WHAT IS REQUIRED:
Reproduce the listing verbatim.

>> Start INFORMATION PROVIDED

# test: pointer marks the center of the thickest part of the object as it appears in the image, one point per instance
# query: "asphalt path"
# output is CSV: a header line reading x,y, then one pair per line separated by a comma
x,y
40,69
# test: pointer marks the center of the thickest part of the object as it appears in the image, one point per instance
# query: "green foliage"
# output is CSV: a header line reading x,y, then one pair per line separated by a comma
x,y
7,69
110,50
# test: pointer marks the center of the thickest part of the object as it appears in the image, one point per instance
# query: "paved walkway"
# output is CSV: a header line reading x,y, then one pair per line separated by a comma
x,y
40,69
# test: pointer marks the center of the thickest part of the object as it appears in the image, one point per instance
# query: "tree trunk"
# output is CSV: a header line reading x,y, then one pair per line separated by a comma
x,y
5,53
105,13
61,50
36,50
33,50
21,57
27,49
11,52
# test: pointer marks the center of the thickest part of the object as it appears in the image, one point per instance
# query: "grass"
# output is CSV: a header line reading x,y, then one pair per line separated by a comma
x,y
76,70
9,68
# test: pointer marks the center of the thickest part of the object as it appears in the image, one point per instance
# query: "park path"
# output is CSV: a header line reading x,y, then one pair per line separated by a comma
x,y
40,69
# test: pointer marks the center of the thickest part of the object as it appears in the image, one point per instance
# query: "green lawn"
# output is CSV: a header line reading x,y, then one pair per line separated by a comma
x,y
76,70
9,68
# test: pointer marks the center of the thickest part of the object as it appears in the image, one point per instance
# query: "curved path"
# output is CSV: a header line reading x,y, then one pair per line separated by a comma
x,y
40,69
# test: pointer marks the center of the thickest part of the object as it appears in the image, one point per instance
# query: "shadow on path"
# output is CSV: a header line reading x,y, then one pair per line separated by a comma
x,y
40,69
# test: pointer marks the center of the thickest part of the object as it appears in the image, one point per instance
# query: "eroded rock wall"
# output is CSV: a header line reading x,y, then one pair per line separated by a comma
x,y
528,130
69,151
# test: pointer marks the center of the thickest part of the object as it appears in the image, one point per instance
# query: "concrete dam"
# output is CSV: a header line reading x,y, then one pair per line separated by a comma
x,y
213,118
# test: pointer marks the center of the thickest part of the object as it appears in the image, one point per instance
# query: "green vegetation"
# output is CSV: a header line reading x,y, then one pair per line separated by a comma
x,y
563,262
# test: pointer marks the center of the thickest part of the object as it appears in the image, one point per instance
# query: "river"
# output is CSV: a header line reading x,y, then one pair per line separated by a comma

>> End INFORMATION PROVIDED

ANSWER TO THIS EXERCISE:
# test: pointer marks the center of the thickest part of the object as it appears in the image, one point per instance
# query: "asphalt path"
# output is CSV: a header line reading x,y, then one pair per line separated by a comma
x,y
40,69
# test: pointer marks the center of the thickest part of the object as it appears in the image, one point per instance
# query: "green foliage"
# output is CSV: a header line reading x,y, then one pair per line separated by a comma
x,y
7,69
110,50
# test: pointer marks the center of the thickest part of the object as it appears in the image, one point per instance
# query: "paved walkway"
# output is CSV: a header line reading x,y, then one pair per line separated by a comma
x,y
40,69
# test: pointer marks the center of the thickest part of the object as it appears in the image, one point per instance
# query: "tree trunk"
# output is CSV: a header line reading x,y, then one pair per line separated by a comma
x,y
5,53
105,13
61,50
36,50
33,50
21,57
27,49
11,52
# test: pointer marks the center of the thickest part of the object as it appears in the image, one point per instance
# query: "grass"
# output is CSV: a header line reading x,y, then one pair per line separated by a comma
x,y
76,70
9,68
# test: pointer marks the center of the thickest part of the object as it appears in the image, one point per instance
# query: "park path"
# output is CSV: a header line reading x,y, then one pair per line separated by a comma
x,y
40,69
# test: pointer marks the center of the thickest part of the object as it appears in the image, one point per instance
# query: "green lawn"
# output is CSV: a header line reading x,y, then one pair per line separated by a comma
x,y
76,70
9,68
# test: pointer marks the center of the thickest part of the object as it appears in the image, one point per instance
# query: "curved path"
# output is CSV: a header line reading x,y, then one pair per line separated by a comma
x,y
40,69
# test: pointer marks the center of the thickest part of the object as it appears in the image, one point per instance
# query: "shadow on path"
# output is CSV: a header line reading x,y, then one pair per line separated by a comma
x,y
40,69
# test: pointer marks the center of the thickest part of the object as it appears in the image, one point per instance
# query: "eroded rock wall"
# output is CSV: a header line reading x,y, then one pair per line separated by a comma
x,y
528,130
69,151
# test: pointer marks the center of the thickest part of the object as it appears in the image, one point per instance
# query: "concrete dam"
# output is CSV: a header line reading x,y, then one pair per line separated by a comma
x,y
213,118
# test: pointer marks the center of the thickest part of the object as it appears in the image, one point per instance
# query: "green vegetation"
# output is CSV: a header line reading x,y, then one pair per line separated by a comma
x,y
563,262
# test: pointer marks the center of the thickest part of the object as it appears in the image, one point per instance
# query: "river"
# output is CSV: a header line reading x,y, then one pair per line separated by a comma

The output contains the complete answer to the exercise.